Work to do: Reproduce, word for word, the items below from the line containing "of the white" through the end of the items.

Supplied entries:

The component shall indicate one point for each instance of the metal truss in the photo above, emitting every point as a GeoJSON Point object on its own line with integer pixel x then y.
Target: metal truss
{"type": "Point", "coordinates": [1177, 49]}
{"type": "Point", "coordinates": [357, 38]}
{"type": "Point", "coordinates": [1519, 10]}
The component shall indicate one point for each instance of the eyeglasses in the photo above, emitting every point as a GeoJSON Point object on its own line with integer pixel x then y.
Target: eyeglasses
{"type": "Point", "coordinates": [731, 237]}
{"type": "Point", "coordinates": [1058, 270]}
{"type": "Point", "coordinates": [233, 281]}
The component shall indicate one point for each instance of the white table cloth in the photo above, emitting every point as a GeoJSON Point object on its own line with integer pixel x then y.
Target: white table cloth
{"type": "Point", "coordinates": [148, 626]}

Correct response:
The component shall indicate one point for each instance of the white table cloth in the photo above, emitting every point as a GeoJSON Point object on its own line with integer pixel x then y.
Target: white table cloth
{"type": "Point", "coordinates": [148, 626]}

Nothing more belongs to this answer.